■ Given records
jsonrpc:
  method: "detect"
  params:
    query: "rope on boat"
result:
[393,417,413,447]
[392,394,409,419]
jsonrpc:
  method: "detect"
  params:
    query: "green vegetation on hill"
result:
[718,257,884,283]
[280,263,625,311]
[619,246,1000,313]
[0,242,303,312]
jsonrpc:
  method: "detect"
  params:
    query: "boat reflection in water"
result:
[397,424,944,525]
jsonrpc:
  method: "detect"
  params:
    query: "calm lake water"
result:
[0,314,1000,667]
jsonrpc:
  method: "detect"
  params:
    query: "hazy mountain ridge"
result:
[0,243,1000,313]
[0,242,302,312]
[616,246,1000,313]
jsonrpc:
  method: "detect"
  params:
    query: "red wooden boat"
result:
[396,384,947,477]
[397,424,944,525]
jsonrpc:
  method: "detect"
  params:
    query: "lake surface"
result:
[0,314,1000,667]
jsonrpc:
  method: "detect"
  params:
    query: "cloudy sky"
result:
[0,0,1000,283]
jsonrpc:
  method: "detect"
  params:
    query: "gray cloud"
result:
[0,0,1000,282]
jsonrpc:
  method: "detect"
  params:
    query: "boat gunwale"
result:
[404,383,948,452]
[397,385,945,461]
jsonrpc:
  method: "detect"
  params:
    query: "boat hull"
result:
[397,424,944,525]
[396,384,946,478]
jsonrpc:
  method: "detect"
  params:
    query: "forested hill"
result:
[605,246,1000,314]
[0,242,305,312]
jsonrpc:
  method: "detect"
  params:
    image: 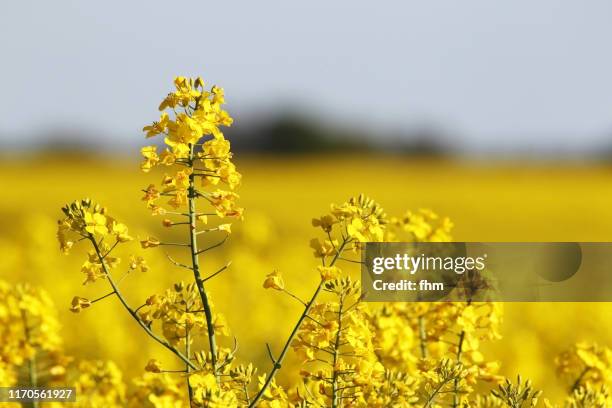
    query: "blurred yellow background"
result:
[0,152,612,398]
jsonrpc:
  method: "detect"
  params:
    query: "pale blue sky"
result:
[0,0,612,149]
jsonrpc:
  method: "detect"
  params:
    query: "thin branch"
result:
[89,234,197,369]
[249,238,349,408]
[195,235,229,255]
[202,261,232,282]
[166,254,193,271]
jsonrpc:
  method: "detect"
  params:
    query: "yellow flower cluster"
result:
[141,77,242,217]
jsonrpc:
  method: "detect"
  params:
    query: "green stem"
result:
[419,315,427,358]
[332,295,344,408]
[21,310,38,408]
[249,239,349,408]
[452,298,472,408]
[185,307,193,406]
[89,239,197,369]
[188,145,221,383]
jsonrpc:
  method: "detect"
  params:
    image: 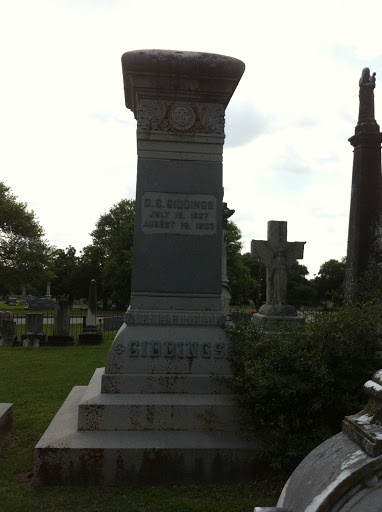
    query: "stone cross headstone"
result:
[35,50,255,485]
[0,320,17,347]
[48,299,74,345]
[251,220,305,323]
[78,279,102,345]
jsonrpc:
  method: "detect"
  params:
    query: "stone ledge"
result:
[251,313,305,331]
[100,368,232,395]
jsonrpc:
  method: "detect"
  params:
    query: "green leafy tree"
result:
[90,199,135,307]
[314,258,346,305]
[226,221,257,304]
[49,246,82,300]
[287,261,317,309]
[228,303,382,471]
[0,182,49,294]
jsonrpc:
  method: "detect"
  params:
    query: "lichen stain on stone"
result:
[33,448,70,486]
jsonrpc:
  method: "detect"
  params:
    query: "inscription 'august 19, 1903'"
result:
[142,192,217,236]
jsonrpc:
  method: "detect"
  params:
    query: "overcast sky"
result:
[0,0,382,276]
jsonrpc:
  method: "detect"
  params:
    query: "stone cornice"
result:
[122,50,245,118]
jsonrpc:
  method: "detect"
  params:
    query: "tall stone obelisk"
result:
[345,68,382,302]
[34,50,256,485]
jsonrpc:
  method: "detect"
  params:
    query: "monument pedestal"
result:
[34,50,256,485]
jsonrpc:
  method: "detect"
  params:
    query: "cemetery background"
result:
[0,182,345,311]
[0,340,286,512]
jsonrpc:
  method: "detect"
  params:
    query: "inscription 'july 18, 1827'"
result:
[142,192,217,236]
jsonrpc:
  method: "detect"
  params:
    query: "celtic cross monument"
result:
[251,220,305,330]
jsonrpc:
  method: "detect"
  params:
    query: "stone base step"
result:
[78,369,237,431]
[34,386,256,486]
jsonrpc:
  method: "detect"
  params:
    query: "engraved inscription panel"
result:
[142,192,217,236]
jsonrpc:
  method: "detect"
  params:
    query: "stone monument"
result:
[345,68,382,302]
[21,313,45,347]
[34,50,255,485]
[251,220,305,331]
[222,203,235,320]
[48,299,74,345]
[274,370,382,512]
[78,279,102,345]
[0,319,17,347]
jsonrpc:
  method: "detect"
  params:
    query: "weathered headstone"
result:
[345,68,382,302]
[78,279,102,345]
[0,320,17,347]
[45,281,52,299]
[34,50,255,485]
[0,404,13,440]
[21,313,45,347]
[48,299,74,345]
[21,286,28,306]
[276,370,382,512]
[251,220,305,330]
[0,311,13,332]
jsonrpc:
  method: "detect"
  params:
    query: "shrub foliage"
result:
[228,304,382,470]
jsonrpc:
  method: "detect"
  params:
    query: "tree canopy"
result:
[0,182,49,294]
[83,199,135,307]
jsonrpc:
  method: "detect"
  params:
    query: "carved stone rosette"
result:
[137,99,224,138]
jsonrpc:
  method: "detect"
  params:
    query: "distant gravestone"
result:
[78,279,102,345]
[0,311,13,332]
[28,297,55,311]
[21,313,45,347]
[0,320,17,347]
[251,220,305,330]
[48,299,74,345]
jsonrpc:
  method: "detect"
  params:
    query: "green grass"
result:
[0,341,285,512]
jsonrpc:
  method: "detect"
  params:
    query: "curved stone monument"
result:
[274,370,382,512]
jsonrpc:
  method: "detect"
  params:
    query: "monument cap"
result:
[122,50,245,117]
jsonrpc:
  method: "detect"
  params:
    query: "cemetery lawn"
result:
[0,341,286,512]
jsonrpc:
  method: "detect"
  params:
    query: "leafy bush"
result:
[228,304,382,470]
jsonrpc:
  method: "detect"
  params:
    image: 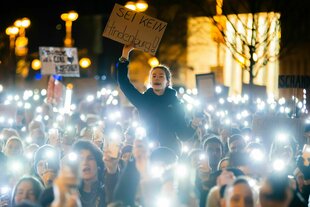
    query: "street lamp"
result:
[5,26,19,51]
[60,11,79,47]
[14,17,31,56]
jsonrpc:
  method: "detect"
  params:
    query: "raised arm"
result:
[117,45,143,106]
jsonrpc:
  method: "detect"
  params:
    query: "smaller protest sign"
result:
[39,47,80,77]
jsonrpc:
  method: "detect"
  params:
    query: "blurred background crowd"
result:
[0,82,310,207]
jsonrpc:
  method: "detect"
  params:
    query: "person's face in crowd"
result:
[151,68,168,91]
[259,180,293,207]
[219,128,230,143]
[37,160,57,186]
[229,139,245,152]
[226,183,254,207]
[0,128,19,140]
[24,144,39,163]
[121,152,132,163]
[14,181,37,204]
[4,140,23,157]
[30,128,45,146]
[296,174,305,192]
[79,150,98,181]
[48,129,61,147]
[218,159,229,170]
[205,142,223,166]
[81,127,93,140]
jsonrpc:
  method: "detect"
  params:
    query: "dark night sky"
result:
[0,0,125,52]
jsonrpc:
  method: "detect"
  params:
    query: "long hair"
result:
[11,176,44,206]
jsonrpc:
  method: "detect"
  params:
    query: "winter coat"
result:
[117,62,195,152]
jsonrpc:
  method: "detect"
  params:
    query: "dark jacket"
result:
[117,62,195,151]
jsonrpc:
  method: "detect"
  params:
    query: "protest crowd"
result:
[0,58,310,207]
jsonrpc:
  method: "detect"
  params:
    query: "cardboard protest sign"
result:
[102,4,167,55]
[278,75,310,88]
[196,72,215,100]
[39,47,80,77]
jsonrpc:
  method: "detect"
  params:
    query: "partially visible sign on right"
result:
[278,75,310,89]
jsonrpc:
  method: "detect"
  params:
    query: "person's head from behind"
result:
[12,176,44,206]
[3,136,24,157]
[34,144,61,187]
[0,128,20,141]
[228,134,246,152]
[203,137,223,170]
[30,128,46,146]
[228,151,252,175]
[150,147,178,181]
[222,176,257,207]
[259,173,293,207]
[150,65,172,91]
[72,139,104,182]
[217,157,229,170]
[28,119,45,133]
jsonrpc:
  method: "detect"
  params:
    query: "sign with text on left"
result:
[102,4,167,55]
[39,47,80,77]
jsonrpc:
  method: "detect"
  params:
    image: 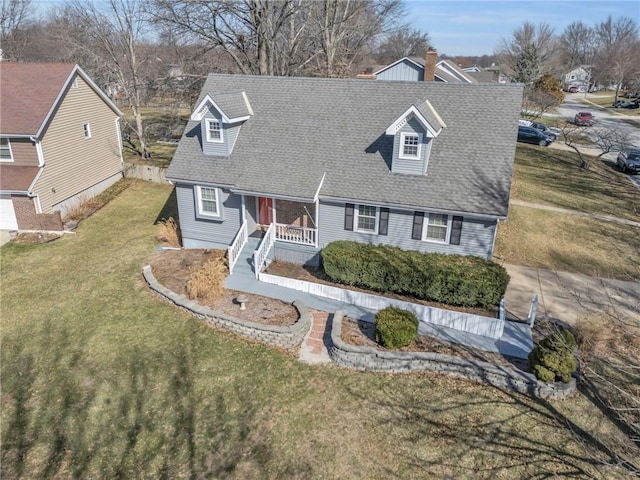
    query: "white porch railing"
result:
[227,220,249,274]
[253,223,276,278]
[275,223,317,246]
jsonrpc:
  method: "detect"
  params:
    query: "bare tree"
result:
[0,0,32,60]
[594,16,640,100]
[561,122,630,170]
[64,0,153,155]
[377,25,432,64]
[559,21,597,70]
[496,21,557,81]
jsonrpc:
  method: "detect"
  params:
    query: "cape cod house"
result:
[167,75,522,270]
[0,62,123,230]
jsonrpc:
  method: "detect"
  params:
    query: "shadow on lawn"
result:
[0,326,272,479]
[350,378,637,478]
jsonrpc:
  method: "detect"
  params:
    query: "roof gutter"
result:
[320,196,507,220]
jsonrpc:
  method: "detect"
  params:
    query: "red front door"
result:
[258,197,273,225]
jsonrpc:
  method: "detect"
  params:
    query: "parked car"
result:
[518,125,555,147]
[531,122,562,142]
[573,112,595,127]
[616,149,640,173]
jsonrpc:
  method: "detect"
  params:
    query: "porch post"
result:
[314,197,320,248]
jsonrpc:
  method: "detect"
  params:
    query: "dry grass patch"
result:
[156,217,181,248]
[187,258,229,300]
[495,205,640,281]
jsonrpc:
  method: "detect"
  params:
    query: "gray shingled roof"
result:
[210,90,250,119]
[167,75,522,216]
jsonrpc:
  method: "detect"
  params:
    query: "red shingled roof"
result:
[0,62,75,135]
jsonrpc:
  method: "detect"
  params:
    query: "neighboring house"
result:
[564,65,591,88]
[0,62,123,230]
[166,75,522,264]
[374,50,477,83]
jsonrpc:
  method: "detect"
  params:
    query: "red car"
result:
[573,112,595,127]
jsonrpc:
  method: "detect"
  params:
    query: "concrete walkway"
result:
[225,238,533,363]
[503,264,640,325]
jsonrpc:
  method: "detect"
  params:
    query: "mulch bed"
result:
[149,249,298,326]
[341,317,529,371]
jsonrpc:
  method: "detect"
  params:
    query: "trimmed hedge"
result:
[321,240,509,307]
[375,307,418,349]
[529,330,578,383]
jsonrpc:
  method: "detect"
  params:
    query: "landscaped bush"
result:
[529,330,578,383]
[187,258,229,300]
[375,307,418,349]
[322,241,509,307]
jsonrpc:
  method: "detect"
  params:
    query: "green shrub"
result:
[321,240,509,307]
[375,307,418,349]
[529,330,578,383]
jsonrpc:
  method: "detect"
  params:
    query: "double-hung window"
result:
[207,119,223,143]
[0,138,13,162]
[356,205,378,232]
[424,213,451,243]
[196,186,221,218]
[400,132,422,159]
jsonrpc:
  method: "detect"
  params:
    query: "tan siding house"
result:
[0,63,123,230]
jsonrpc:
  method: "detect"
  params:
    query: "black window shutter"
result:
[378,208,389,235]
[411,212,424,240]
[450,216,462,245]
[344,203,354,230]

■ Your goal
Reproduce the entries from the start of the records through the line containing "[100,368,232,395]", substituting "slender branch" for "thin branch" and leaving everything else unchanged. Do not include the pictures in the reproduction.

■ Answer in full
jsonrpc:
  method: "detect"
  params:
    query: "rope on boat"
result:
[393,417,413,447]
[392,394,409,419]
jsonrpc:
  method: "detect"
  params:
    query: "green vegetation on hill"
result:
[718,257,884,283]
[280,263,625,311]
[619,246,1000,313]
[0,242,303,312]
jsonrpc:
  method: "detect"
  params:
    query: "boat reflection in water"
result:
[397,424,944,525]
jsonrpc:
  method: "detect"
  params:
    query: "calm lake water"
result:
[0,314,1000,667]
jsonrpc:
  method: "detect"
  params:
    query: "hazy mountain ridge"
result:
[0,243,1000,313]
[0,242,302,312]
[616,246,1000,313]
jsonrpc:
  method: "detect"
  params:
    query: "red wooden boat"
result:
[396,384,947,477]
[397,424,944,525]
jsonrpc:
  method: "detect"
  params:
    query: "lake surface"
result:
[0,314,1000,667]
jsonrpc:
  method: "detect"
  params:
    query: "cloudy sky"
result:
[0,0,1000,283]
jsonrpc:
  method: "detect"
  params:
    query: "gray cloud"
result:
[0,0,1000,282]
jsonrpc:
  method: "detect"
  params:
    query: "boat gunwale"
result:
[404,383,948,452]
[397,385,945,461]
jsonrpc:
  method: "detect"
  params:
    query: "boat hull"
result:
[397,424,944,525]
[396,384,946,478]
jsonrpc:
  method: "detect"
  params:
    query: "forested hill"
result:
[605,246,1000,314]
[0,242,305,312]
jsonrpc:
  method: "detect"
  params:
    image: 
    query: "blurred yellow background"
result:
[0,152,612,398]
jsonrpc:
  method: "detect"
  params:
    query: "pale blue sky"
result:
[0,0,612,149]
jsonrpc:
  method: "detect"
  params:
    query: "slender branch"
result:
[89,234,197,369]
[249,238,349,408]
[195,235,229,255]
[202,261,232,282]
[166,254,193,271]
jsonrpc:
  method: "detect"
  params:
    query: "yellow flower cluster"
result:
[141,77,242,217]
jsonrpc:
  method: "detect"
  params:
    query: "green stem"
result:
[419,315,427,358]
[332,295,344,408]
[21,310,38,408]
[249,239,349,408]
[452,298,472,408]
[185,307,193,406]
[89,239,197,369]
[188,145,221,383]
jsonrpc:
  method: "detect"
  params:
    image: 
    query: "stone cross headstone"
result:
[35,50,255,485]
[0,320,17,347]
[48,299,74,345]
[251,220,305,323]
[78,279,102,345]
jsonrpc:
  method: "detect"
  params:
    query: "stone ledge"
result:
[251,313,305,331]
[100,368,232,395]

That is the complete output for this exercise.